- **ASSIGNMENT**: Show, from the records below, all lines that contain the word "bowl".

- **INPUT**:
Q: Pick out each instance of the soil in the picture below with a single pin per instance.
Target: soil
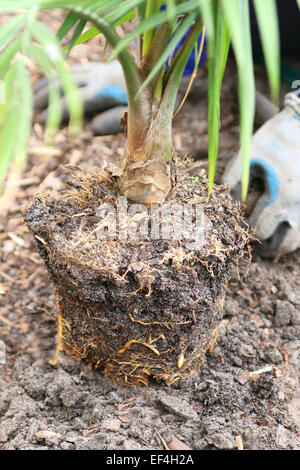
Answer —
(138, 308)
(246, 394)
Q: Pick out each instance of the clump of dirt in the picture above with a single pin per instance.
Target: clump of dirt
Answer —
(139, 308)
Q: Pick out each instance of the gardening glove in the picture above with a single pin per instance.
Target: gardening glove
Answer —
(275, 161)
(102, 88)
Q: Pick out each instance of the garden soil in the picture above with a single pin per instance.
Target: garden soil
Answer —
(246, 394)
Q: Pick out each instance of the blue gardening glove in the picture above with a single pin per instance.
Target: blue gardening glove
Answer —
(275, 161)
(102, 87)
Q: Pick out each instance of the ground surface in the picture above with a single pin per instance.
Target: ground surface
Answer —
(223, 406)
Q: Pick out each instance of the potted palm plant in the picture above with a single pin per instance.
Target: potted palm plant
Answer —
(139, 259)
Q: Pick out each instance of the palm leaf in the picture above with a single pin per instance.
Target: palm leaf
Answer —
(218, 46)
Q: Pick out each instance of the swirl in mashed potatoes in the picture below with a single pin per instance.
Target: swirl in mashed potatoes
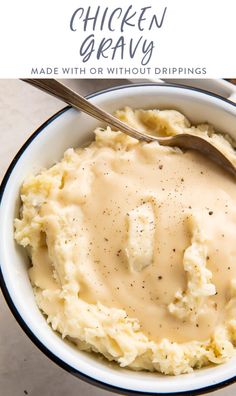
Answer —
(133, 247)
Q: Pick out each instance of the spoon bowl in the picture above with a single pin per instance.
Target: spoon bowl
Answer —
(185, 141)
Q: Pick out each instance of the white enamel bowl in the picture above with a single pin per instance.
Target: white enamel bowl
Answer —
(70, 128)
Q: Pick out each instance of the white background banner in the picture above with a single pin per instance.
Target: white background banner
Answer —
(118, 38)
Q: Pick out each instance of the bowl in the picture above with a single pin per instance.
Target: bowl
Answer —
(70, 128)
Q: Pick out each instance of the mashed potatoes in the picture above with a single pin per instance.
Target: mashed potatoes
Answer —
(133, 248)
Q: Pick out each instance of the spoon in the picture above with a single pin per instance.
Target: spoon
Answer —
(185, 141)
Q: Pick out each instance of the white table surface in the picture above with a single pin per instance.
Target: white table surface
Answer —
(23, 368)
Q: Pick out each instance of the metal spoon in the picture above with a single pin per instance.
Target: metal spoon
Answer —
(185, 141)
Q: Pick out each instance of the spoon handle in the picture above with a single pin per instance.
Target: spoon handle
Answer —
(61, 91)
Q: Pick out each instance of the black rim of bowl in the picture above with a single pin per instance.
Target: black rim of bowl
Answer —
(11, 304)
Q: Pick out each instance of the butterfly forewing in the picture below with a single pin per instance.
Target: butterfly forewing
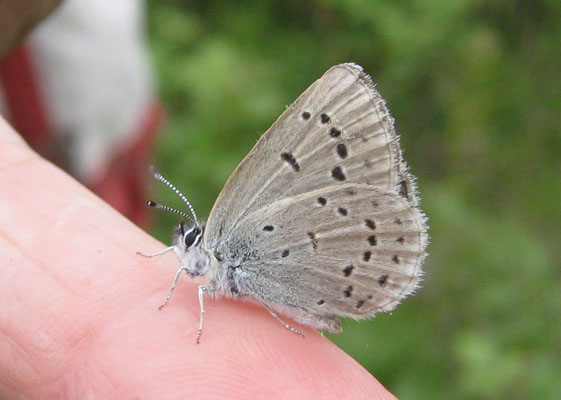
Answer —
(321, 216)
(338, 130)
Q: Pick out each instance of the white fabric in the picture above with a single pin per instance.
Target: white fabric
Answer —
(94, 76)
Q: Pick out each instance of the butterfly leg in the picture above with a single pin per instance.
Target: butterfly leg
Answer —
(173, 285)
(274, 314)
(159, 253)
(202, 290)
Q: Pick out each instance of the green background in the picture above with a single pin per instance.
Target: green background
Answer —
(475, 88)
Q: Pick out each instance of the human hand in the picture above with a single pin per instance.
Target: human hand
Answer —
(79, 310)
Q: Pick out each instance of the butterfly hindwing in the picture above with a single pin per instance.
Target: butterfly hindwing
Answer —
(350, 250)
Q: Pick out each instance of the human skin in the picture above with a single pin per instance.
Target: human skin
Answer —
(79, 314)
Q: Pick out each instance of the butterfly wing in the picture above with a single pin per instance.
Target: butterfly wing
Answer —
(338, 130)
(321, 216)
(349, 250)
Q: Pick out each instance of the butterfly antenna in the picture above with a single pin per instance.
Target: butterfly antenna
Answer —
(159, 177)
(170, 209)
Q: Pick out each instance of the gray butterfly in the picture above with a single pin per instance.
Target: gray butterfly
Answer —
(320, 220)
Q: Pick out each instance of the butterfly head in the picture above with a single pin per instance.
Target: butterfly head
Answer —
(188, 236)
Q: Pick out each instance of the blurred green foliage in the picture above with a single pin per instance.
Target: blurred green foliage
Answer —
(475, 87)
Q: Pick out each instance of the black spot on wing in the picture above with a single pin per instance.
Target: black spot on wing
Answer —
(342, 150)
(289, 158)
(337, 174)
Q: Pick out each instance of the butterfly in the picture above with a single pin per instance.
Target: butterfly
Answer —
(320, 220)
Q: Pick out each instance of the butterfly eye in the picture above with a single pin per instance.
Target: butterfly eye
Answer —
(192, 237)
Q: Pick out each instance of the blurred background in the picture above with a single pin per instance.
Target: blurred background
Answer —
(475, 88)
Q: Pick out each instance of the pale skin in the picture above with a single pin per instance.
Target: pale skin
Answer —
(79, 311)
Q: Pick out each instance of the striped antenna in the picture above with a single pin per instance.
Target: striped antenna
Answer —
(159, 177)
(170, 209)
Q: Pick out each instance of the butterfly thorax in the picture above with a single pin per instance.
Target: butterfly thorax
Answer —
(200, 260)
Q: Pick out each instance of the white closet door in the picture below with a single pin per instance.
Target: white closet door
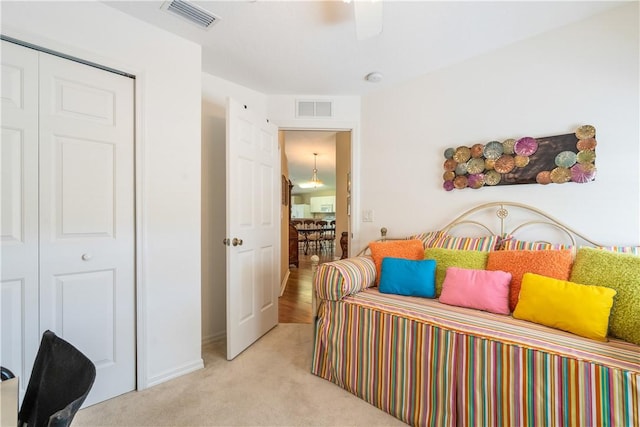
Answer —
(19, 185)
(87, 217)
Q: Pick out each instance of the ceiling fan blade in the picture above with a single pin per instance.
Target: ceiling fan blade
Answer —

- **ANSWER AREA**:
Q: Pick out each instance of the spoon bowl in the picture above with a single pin per instance.
Target: spoon bowl
Q: Pick out each instance of the white enamel bowl in the picture above with a single pin per instance.
Target: white enamel bowl
Q: Pick out each instance of the bowl in the picture above with a single pin per instance.
Target: bowl
Q: Pick out each instance of the black rim of bowl in the picture above with a single pin per instance.
Target: black rim of bowl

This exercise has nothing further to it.